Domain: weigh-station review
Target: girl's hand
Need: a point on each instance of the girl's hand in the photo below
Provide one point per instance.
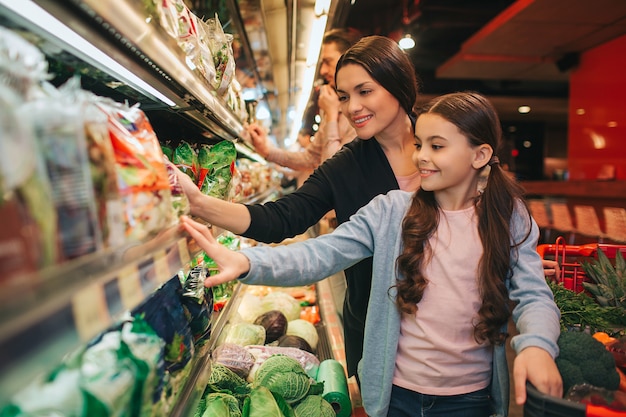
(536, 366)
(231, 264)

◆ ◆ ◆ ◆

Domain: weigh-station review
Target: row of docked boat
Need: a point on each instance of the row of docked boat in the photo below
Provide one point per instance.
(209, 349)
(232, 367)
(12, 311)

◆ ◆ ◆ ◆

Problem: Say how many lines above contain the string "Need". Answer with the number only.

Output of the task: 2